EXERCISE BRIEF
Would you print all of the records below exactly, without skipping any?

EXERCISE MATERIALS
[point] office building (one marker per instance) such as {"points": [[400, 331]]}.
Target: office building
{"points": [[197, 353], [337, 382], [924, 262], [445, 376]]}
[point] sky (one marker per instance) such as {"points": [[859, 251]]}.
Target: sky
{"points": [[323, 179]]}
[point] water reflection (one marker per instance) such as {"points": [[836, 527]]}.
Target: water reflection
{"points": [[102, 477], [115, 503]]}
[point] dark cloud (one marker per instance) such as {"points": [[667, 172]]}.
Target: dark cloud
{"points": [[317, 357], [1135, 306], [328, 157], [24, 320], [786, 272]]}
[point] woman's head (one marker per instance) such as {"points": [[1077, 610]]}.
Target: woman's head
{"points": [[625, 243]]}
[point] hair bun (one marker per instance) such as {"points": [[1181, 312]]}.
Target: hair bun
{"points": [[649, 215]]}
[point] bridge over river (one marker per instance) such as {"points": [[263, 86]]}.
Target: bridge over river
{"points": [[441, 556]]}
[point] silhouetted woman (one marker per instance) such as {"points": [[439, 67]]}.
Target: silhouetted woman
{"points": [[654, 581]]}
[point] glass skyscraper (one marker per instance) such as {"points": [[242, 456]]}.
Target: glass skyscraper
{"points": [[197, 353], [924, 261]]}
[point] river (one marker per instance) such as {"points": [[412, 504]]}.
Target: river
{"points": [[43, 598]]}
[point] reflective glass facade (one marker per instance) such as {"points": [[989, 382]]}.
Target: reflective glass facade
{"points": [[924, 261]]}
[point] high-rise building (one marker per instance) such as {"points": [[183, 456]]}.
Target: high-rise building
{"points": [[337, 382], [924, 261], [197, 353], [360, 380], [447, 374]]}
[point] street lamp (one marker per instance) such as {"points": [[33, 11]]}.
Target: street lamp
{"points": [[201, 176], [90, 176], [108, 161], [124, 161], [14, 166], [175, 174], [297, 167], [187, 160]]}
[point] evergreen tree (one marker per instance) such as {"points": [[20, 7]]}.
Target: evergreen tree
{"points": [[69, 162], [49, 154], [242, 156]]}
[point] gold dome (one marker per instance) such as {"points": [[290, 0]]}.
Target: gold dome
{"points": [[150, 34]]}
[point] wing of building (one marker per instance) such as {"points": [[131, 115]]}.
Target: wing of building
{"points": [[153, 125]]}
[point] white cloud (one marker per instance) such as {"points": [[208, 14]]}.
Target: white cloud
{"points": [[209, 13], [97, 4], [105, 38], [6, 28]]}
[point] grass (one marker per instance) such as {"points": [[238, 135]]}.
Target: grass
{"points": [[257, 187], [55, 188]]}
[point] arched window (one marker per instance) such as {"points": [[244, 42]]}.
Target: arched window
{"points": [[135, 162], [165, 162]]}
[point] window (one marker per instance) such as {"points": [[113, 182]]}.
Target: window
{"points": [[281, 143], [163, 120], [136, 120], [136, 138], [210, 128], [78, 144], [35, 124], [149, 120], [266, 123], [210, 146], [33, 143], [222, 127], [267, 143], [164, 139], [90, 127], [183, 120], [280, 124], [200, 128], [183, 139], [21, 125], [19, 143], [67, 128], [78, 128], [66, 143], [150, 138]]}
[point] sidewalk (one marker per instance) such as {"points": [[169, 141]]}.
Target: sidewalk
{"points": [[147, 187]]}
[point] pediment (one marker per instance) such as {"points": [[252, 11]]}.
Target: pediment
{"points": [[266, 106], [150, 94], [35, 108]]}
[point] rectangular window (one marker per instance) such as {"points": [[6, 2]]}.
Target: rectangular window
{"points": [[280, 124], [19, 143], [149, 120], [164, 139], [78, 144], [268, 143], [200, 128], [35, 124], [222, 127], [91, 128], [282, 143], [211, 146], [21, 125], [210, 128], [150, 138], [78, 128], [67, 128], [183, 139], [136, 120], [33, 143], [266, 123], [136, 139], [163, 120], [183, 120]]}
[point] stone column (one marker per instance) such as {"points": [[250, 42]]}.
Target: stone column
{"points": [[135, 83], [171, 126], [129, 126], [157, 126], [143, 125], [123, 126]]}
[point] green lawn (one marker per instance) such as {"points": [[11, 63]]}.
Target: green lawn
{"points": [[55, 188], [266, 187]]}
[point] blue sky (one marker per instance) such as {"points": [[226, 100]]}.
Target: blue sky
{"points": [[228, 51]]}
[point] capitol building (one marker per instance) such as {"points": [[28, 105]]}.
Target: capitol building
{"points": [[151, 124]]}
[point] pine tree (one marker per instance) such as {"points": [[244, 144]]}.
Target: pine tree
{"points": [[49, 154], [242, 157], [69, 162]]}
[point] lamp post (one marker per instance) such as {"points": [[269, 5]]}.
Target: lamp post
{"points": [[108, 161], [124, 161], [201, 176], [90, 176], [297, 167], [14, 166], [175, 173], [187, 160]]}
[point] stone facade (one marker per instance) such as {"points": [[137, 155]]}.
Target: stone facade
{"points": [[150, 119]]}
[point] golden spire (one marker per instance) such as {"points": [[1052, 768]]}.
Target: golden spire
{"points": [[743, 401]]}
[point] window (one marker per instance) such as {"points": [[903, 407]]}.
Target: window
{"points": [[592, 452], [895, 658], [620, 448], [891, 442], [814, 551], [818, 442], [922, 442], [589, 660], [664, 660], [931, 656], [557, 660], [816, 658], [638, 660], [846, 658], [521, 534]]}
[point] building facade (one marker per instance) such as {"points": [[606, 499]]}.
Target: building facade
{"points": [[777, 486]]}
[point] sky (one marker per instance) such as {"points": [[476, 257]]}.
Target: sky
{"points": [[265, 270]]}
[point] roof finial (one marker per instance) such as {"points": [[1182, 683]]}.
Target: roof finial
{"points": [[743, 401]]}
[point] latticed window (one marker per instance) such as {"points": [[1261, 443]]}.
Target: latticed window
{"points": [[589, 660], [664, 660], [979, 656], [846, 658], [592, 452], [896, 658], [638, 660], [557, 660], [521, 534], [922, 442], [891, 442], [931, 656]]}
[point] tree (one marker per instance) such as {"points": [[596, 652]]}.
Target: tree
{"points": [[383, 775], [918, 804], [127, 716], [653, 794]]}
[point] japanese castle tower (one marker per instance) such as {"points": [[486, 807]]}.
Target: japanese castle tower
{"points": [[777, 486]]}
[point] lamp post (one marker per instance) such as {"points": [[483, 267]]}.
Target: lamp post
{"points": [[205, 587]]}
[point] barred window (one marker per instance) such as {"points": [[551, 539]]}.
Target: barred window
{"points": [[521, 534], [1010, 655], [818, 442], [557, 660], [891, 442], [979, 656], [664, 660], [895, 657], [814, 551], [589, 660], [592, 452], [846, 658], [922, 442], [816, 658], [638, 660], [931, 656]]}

ANSWER SECTION
[point] office building (one marker per instance) such as {"points": [[400, 331]]}.
Target: office building
{"points": [[197, 353], [337, 382], [924, 262], [445, 376]]}
[point] sky (one marker per instance) such as {"points": [[859, 251]]}.
Target: sky
{"points": [[323, 179]]}
[point] water reflection (one marker per instance) such as {"points": [[836, 527]]}.
Target: water reflection
{"points": [[102, 477], [115, 503]]}
[point] dark cloud (one marker per instance) such as {"points": [[667, 172]]}.
Target: dark cloud
{"points": [[317, 357], [1135, 306], [328, 157], [24, 320], [786, 272]]}
[point] woman's head (one marker per instance) such as {"points": [[1077, 610]]}.
Target: woman's head
{"points": [[625, 243]]}
[point] hair bun (one marker per instance) such as {"points": [[1181, 312]]}.
Target: hair bun
{"points": [[649, 215]]}
[point] bridge over river (one marker per instance) such as {"points": [[263, 86]]}.
Target: bridge over river
{"points": [[441, 556]]}
[point] silhouetted woman (one marker per instance) such as {"points": [[439, 67]]}.
Target: silhouetted woman
{"points": [[654, 581]]}
[point] glass skyscraper (one marker per instance) such as {"points": [[242, 456]]}.
Target: glass skyscraper
{"points": [[197, 353], [924, 261]]}
[point] river (one marker per instance) such as {"points": [[412, 504]]}.
Target: river
{"points": [[43, 598]]}
[point] reflective glass facade (one marker per instance) such as {"points": [[989, 382]]}.
Target: reflective glass facade
{"points": [[924, 261]]}
[point] high-rise building (one marker per instance) such as {"points": [[183, 456]]}.
Target: high-rise building
{"points": [[337, 382], [924, 261], [197, 353], [360, 380], [447, 374]]}
[point] street lamp (one marker per instance) such as {"points": [[33, 11]]}.
Target: street lamp
{"points": [[201, 176], [90, 176], [108, 161], [124, 161], [14, 166], [175, 174], [297, 167], [187, 160]]}
[point] evergreen tree (one marker per instance) such as {"points": [[20, 7]]}.
Target: evergreen tree
{"points": [[69, 162], [49, 154], [242, 156]]}
[point] gold dome (one marker per instance) such as {"points": [[290, 0]]}.
Target: gold dome
{"points": [[150, 34]]}
[point] wing of building (one marker per instance) such as {"points": [[131, 115]]}.
Target: wing of building
{"points": [[153, 125]]}
[point] white cloud (one marker per instance) such as {"points": [[208, 14]]}.
Target: white cloud
{"points": [[209, 13], [97, 4], [105, 38], [6, 28]]}
[point] grass (one marker per instance) such as {"points": [[238, 135]]}.
Target: grass
{"points": [[257, 187], [55, 188]]}
[point] arched window (one marker per instance) such as {"points": [[244, 42]]}.
Target: arched window
{"points": [[135, 162], [165, 162]]}
[point] window (one marker per instance) such as {"points": [[113, 182]]}.
Target: window
{"points": [[281, 143], [163, 120], [136, 120], [136, 138], [210, 128], [78, 144], [35, 124], [149, 120], [266, 123], [210, 146], [33, 143], [222, 127], [267, 143], [164, 139], [90, 127], [183, 120], [280, 124], [200, 128], [183, 139], [21, 125], [19, 143], [67, 128], [78, 128], [66, 143], [150, 138]]}
[point] sidewalk (one marker per instance) such as {"points": [[169, 141]]}.
Target: sidewalk
{"points": [[147, 187]]}
[point] pediment (one marker per instance) such as {"points": [[252, 11]]}.
Target: pediment
{"points": [[266, 106], [150, 94], [35, 108]]}
[point] rectangular window (one marker per instance) such as {"points": [[6, 2]]}.
Target: rectangular window
{"points": [[280, 124], [19, 143], [149, 120], [164, 139], [78, 144], [268, 143], [200, 128], [35, 124], [222, 127], [91, 128], [282, 143], [211, 146], [21, 125], [210, 128], [150, 138], [78, 128], [67, 128], [183, 139], [136, 120], [33, 143], [266, 123], [136, 139], [163, 120], [183, 120]]}
[point] stone column (one marker per instance) such as {"points": [[250, 42]]}.
Target: stone column
{"points": [[135, 83], [171, 126], [129, 126], [157, 126], [143, 125], [123, 126]]}
[point] green lawn (one marker per instance) such as {"points": [[11, 63]]}.
Target: green lawn
{"points": [[55, 188], [266, 187]]}
[point] blue sky (one marker per instance) such as {"points": [[226, 100]]}.
Target: blue sky
{"points": [[228, 51]]}
[point] capitol building (one marker per instance) such as {"points": [[28, 105]]}.
Target: capitol building
{"points": [[151, 124]]}
[point] pine tree (one marker per instance) such as {"points": [[244, 144]]}.
Target: pine tree
{"points": [[49, 154], [242, 157], [69, 162]]}
[point] lamp post (one marker per instance) such as {"points": [[269, 5]]}.
Target: lamp post
{"points": [[108, 161], [124, 161], [201, 176], [90, 176], [297, 167], [14, 166], [175, 173], [187, 160]]}
[point] stone facade (one marker per instance) such as {"points": [[137, 155]]}.
Target: stone facade
{"points": [[150, 119]]}
[point] golden spire (one marker per instance) such as {"points": [[1052, 768]]}.
Target: golden spire
{"points": [[743, 401]]}
[point] window (one marker per instance) such as {"points": [[903, 407]]}.
Target: window
{"points": [[592, 452], [895, 658], [620, 448], [891, 442], [814, 551], [818, 442], [922, 442], [589, 660], [664, 660], [931, 656], [557, 660], [816, 658], [638, 660], [846, 658], [521, 534]]}
[point] building facade (one marker per instance) such as {"points": [[606, 499]]}.
Target: building facade
{"points": [[777, 486]]}
[point] sky (one marker per instance) such as {"points": [[476, 257]]}.
Target: sky
{"points": [[265, 270]]}
[point] roof finial (one marker per instance) such as {"points": [[1182, 683]]}.
Target: roof finial
{"points": [[743, 401]]}
[point] latticed window (one marker per instance) such as {"points": [[1261, 443]]}.
Target: latticed window
{"points": [[589, 660], [664, 660], [979, 656], [846, 658], [592, 452], [896, 658], [638, 660], [557, 660], [521, 534], [922, 442], [891, 442], [931, 656]]}
[point] tree (one marker per instance) such as {"points": [[596, 652]]}.
Target: tree
{"points": [[383, 775], [918, 804], [127, 716], [653, 794]]}
[point] japanese castle tower (one marker per instance) such as {"points": [[486, 807]]}.
Target: japanese castle tower
{"points": [[777, 486]]}
[point] lamp post (one marker per instance) such as {"points": [[483, 267]]}.
Target: lamp post
{"points": [[205, 587]]}
[point] barred window (one marker per instance) such as {"points": [[551, 539]]}.
Target: barred window
{"points": [[521, 534], [1010, 655], [818, 442], [557, 660], [891, 442], [979, 656], [664, 660], [895, 657], [814, 551], [589, 660], [592, 452], [846, 658], [922, 442], [816, 658], [638, 660], [931, 656]]}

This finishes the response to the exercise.